**Requirements:** Verbatim output of all the material below is required.

Point annotation records:
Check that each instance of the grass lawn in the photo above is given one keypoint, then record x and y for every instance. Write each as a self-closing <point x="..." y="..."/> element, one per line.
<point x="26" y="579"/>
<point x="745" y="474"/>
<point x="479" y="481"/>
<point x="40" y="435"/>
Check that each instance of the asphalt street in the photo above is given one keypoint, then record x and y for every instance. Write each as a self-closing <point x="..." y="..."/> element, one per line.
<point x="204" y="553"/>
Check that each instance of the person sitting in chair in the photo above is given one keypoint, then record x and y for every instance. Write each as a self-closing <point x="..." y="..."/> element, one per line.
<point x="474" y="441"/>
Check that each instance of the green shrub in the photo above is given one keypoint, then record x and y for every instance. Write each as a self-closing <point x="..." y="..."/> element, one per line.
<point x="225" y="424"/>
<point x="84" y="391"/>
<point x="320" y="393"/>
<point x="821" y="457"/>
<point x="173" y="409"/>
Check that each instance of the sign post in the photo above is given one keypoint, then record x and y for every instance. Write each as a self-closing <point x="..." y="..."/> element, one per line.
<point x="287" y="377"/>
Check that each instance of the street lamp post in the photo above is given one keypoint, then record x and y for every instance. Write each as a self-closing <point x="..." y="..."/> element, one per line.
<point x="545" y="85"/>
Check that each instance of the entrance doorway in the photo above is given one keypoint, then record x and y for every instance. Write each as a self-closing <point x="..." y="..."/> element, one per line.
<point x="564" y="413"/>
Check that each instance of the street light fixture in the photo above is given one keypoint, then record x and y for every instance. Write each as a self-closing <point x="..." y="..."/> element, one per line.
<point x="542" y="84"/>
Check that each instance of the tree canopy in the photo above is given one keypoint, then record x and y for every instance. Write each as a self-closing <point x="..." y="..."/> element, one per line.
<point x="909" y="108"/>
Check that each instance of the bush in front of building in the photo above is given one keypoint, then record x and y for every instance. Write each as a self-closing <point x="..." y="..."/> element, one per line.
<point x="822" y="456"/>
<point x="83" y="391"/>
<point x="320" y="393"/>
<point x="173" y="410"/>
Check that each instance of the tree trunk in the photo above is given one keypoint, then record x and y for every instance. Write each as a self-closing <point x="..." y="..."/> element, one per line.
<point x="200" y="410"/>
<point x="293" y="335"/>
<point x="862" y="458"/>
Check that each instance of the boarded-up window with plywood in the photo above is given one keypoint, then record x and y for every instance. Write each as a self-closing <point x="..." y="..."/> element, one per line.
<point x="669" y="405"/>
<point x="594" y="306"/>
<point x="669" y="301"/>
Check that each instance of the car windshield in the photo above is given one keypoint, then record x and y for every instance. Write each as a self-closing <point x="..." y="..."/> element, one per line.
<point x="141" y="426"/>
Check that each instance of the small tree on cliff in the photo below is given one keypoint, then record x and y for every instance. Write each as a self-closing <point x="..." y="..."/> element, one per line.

**Task solution:**
Check that each instance of the grass lawn in the photo above is given one keypoint, then record x and y for every instance. Write each as a self-closing <point x="..." y="..."/> element, one per line.
<point x="26" y="579"/>
<point x="745" y="474"/>
<point x="479" y="481"/>
<point x="40" y="435"/>
Check that each instance of the asphalt street in the photo above is given one keypoint, then record x and y for every instance. Write each as a self-closing <point x="..." y="..."/> element, one per line.
<point x="204" y="553"/>
Check that each instance of the person sitting in chair in the photo above is given one keypoint, then record x and y for every instance. Write each as a self-closing <point x="..." y="..."/> element, one per line.
<point x="474" y="441"/>
Check that each instance of the green shrub in the photo above is given one keypoint, then record x and y for every instance. Write each as a self-closing <point x="..." y="..."/> element, one per line.
<point x="225" y="424"/>
<point x="84" y="391"/>
<point x="320" y="393"/>
<point x="821" y="457"/>
<point x="173" y="409"/>
Check that each instance of the sign post in the photo above is given one keypoint, then record x and y for every instance. Write each as a self-closing <point x="..." y="..."/> element, one per line.
<point x="287" y="377"/>
Check that each instance of the street lamp post in the photo above is given one keypoint, then record x and y for every instance. Write each as a self-closing <point x="..." y="..."/> element, one per line.
<point x="545" y="85"/>
Check that each instance of the entrance doorway in the photo above is given one keypoint, then record x and y for every instance. Write each as a self-closing <point x="..." y="..."/> element, one per line.
<point x="564" y="413"/>
Check that each instance of the street light fixture in the photo above is given one keypoint, then record x and y for every instance. Write each as a self-closing <point x="..." y="..."/> element, one per line.
<point x="542" y="84"/>
Check that each instance of the tree canopy in the photo above is given one keypoint, then record x and y for every instance. Write each as a self-closing <point x="..." y="..."/> element, one per line.
<point x="909" y="108"/>
Check that each instance of the bush in front of building in the photo above is given one keypoint, then record x and y for every instance. Write each as a self-closing <point x="..." y="..."/> element, one per line.
<point x="822" y="456"/>
<point x="83" y="391"/>
<point x="320" y="393"/>
<point x="173" y="410"/>
Check that each instance of the tree trunk in the photo above is given one keypoint, then record x and y for every instance. Write each as a self-closing <point x="..." y="..."/> element, one per line.
<point x="200" y="410"/>
<point x="293" y="335"/>
<point x="862" y="458"/>
Check that each instance of the boarded-up window with plywood in the photo above is given one keypoint, then record x and y for every instance. Write each as a self-closing <point x="..." y="..."/> element, one per line.
<point x="669" y="405"/>
<point x="594" y="306"/>
<point x="669" y="301"/>
Check that each instance of the car windshield in the photo above is given one keypoint, then record x and y for every instance. Write each as a self-closing <point x="..." y="..."/> element, one per line.
<point x="141" y="426"/>
Check that each instance of the small tree on cliff in the photo below is given one keypoint, then record x and y for every instance. Write each as a self-closing <point x="..." y="..."/> element, one per line.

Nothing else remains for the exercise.